● BRIEF
Please return everything in the material below, word for word, from the line containing "Where can you spot the firewood" down to the line containing "Where can you spot the striped", with both of those lines included.

● INPUT FOR THIS TASK
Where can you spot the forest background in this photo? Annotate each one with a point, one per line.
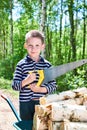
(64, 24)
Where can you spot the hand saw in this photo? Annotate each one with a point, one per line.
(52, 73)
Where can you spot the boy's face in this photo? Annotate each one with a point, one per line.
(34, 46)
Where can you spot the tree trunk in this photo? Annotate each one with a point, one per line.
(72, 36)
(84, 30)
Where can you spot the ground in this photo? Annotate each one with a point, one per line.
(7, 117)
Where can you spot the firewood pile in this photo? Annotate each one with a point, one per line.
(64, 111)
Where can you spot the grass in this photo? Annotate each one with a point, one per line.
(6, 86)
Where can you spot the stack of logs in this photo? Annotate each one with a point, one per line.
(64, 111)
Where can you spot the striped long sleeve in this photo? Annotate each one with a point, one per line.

* * *

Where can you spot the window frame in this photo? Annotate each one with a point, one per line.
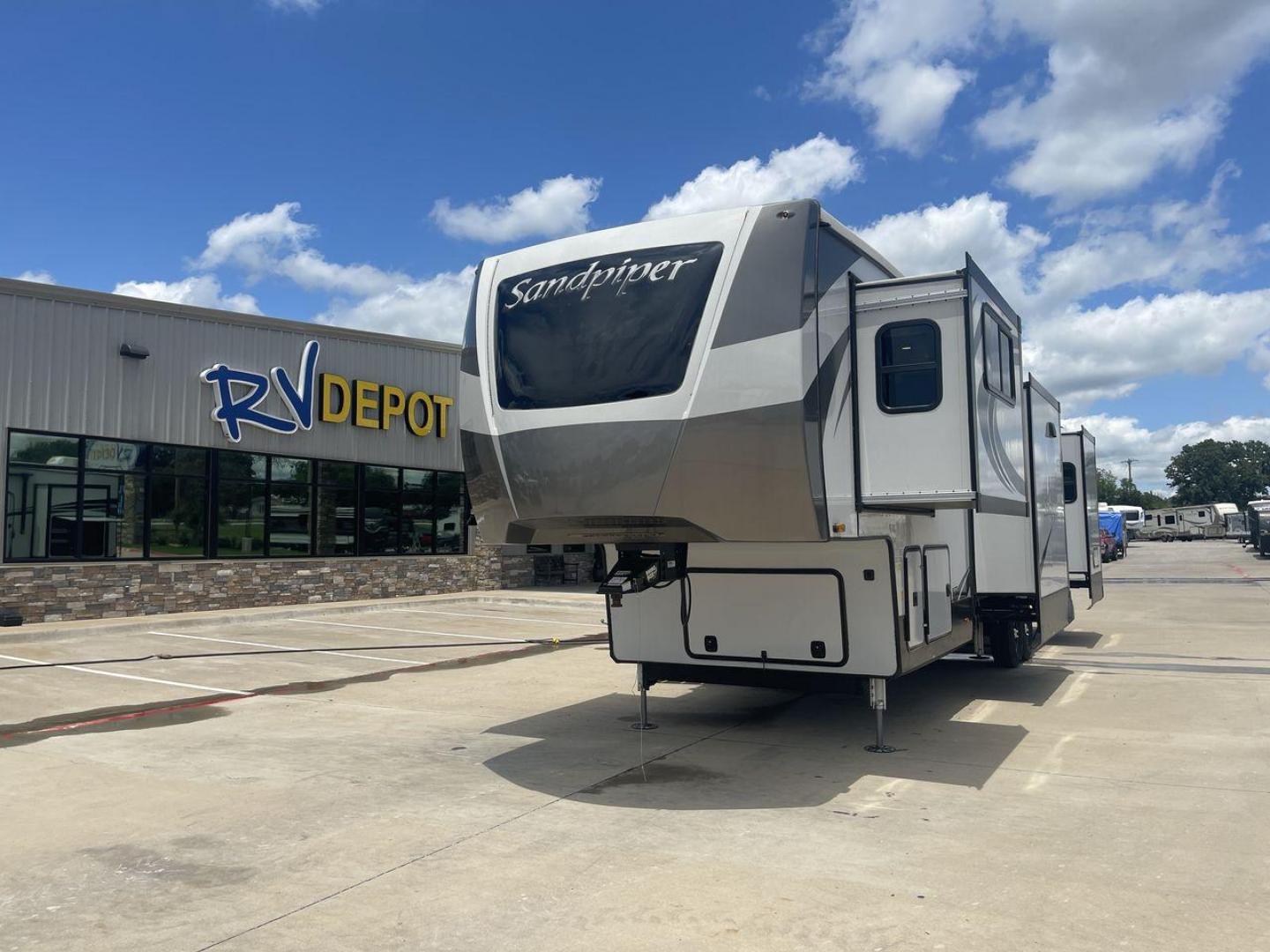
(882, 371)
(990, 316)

...

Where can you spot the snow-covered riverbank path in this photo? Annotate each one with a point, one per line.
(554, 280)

● COMPLETE OUTPUT
Where can you spot the firewood pile in this photo? Annotate each one with a point, one per line.
(64, 111)
Where can you spot the grass in this photo? Annotate each one with a point, one per line.
(6, 86)
Where can you spot the stack of logs in this photo? Annotate each one with a point, one per line.
(64, 111)
Where can you spot the striped long sleeve in this photo? Annotate each one with a point, one per line.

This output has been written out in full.